▶ _STATED TASK_:
Take the material and output all of it exactly.

>>>

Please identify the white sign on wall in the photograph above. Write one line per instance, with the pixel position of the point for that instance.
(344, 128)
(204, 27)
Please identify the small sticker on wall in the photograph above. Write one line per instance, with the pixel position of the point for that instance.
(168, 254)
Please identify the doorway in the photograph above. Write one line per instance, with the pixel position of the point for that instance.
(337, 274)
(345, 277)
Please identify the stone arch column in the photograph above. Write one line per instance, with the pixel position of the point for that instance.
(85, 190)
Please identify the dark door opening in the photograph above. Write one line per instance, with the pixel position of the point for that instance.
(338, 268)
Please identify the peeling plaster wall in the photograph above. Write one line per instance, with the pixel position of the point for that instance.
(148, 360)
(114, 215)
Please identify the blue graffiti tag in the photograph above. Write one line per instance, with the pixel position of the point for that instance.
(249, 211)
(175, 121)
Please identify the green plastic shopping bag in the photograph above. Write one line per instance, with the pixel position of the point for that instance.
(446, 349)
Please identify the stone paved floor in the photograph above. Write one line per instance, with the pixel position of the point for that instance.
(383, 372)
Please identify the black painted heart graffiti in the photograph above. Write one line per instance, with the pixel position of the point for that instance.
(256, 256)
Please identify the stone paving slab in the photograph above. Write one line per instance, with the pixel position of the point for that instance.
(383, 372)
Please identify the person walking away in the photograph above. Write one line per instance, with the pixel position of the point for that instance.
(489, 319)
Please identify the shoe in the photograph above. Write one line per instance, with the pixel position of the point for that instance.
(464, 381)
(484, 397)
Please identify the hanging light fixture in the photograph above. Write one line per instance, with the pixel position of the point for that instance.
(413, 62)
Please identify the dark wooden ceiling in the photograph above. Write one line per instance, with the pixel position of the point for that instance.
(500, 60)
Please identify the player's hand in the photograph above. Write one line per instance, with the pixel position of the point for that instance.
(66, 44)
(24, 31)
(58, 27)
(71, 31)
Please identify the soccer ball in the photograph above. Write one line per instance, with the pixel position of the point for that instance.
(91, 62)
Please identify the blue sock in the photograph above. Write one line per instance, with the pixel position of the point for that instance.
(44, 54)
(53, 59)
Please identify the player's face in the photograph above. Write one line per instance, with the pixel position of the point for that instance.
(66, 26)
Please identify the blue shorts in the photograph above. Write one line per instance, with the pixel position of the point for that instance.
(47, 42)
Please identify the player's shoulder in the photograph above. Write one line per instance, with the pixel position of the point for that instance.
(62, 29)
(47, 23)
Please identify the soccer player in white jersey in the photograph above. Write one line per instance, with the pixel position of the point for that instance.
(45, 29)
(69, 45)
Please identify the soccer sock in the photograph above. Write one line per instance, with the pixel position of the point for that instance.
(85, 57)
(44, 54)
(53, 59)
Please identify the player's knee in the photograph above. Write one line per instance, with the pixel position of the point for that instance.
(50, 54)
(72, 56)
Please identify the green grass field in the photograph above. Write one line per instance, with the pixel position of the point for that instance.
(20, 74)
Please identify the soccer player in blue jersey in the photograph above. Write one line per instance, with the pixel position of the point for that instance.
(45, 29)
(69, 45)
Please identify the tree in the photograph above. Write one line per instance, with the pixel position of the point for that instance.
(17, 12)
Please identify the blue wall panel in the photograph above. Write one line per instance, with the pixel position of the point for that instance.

<<<

▶ _EXERCISE SOLUTION_:
Please identify the white sign on wall in the photograph above. Write one line per instance, with the pixel position of the point for that instance.
(344, 128)
(204, 27)
Please identify the small sticker on wall in the photograph above. Write one line per instance, with the pixel position of the point for that instance.
(168, 254)
Please identify the doorway in the photograph above. Write one line per instance, with the pixel position of the point for that instance.
(337, 274)
(345, 277)
Please identify the stone arch column in the photograph above. Write one line per instance, with the pixel position of the point for that instance.
(85, 190)
Please identify the dark door opening in the photograph above. Write one line per instance, with the pixel position of the point for that instance.
(338, 268)
Please identify the peeling plaster wall in the photograph above. Write one line per instance, with the pixel position of the point for that instance.
(148, 360)
(114, 215)
Please identify the blue graffiti tag in the photograph above. Write one line per instance, with the pixel position of the point for that instance.
(249, 211)
(175, 121)
Please identify the green plastic shopping bag in the photograph above. Write one line per instance, with the pixel position of the point for that instance.
(446, 349)
Please identify the stone paved floor in the photograph above. Write one line per instance, with the pixel position of the point for that instance.
(383, 372)
Please identify the black painted heart graffiti in the photograph above. Write one line per instance, with the pixel position of the point for that instance.
(256, 256)
Please identify the stone paving slab in the photograph above. Write one line per instance, with the pixel position of the point for that instance.
(383, 372)
Please identify the person walking away in the photograph above. Write one line per instance, with the pixel position of the point for that instance.
(489, 319)
Please identify the shoe in the photograph above. Write one line per instance, with the pixel position of the point for that instance.
(464, 381)
(484, 397)
Please identify the hanging light fixture in the photograph above. Write one line per instance, with the pixel position of the point for that instance.
(413, 62)
Please identify the dark wooden ceiling in the photograph above. Write one line per instance, with the pixel position of the point for that instance.
(500, 60)
Please identify the player's hand in the photograph above. Write one line per instance, with the pixel position of the point for that instance.
(66, 44)
(24, 31)
(58, 27)
(71, 31)
Please identify the soccer ball in the photograph above. Write one line per instance, with the pixel position of the point for that instance.
(91, 62)
Please identify the blue sock in the photograph above. Write one line per instance, with the pixel position of the point for that instance.
(44, 54)
(53, 59)
Please identify the player's face in the photograph above. Write one line per instance, with the pixel position of the point for that instance.
(66, 26)
Please identify the blue shorts in the photograph above. Write one line per instance, with the pixel position of the point for that instance.
(47, 42)
Please identify the player's shoulder in the photograph above. Write one line per instance, with the pixel position of the point for that instance.
(62, 29)
(47, 23)
Please identify the soccer player in white jersey in the photograph above. Write one line per instance, with the pixel position of the point for that instance.
(45, 29)
(69, 45)
Please identify the soccer sock in the photograph above. Write one line per instance, with the pixel position of the point for that instance.
(85, 57)
(44, 54)
(53, 59)
Please identify the player's knee in the photograph above. Write one line per instance, with the pixel position of the point for that instance.
(50, 54)
(72, 56)
Please identify the green grass field in the photograph above. Write one line per instance, with the pixel position of the point for that instance.
(20, 74)
Please identify the soccer player in blue jersey in the photograph above. Write one line per instance, with the pixel position of the point for that instance.
(45, 29)
(69, 45)
Please identify the tree in the photograph above. Write one line per instance, with the pixel position of the point for that instance.
(17, 12)
Please identify the blue wall panel in the photograph above. Write one line per instance, with the pixel position of the point for that instance.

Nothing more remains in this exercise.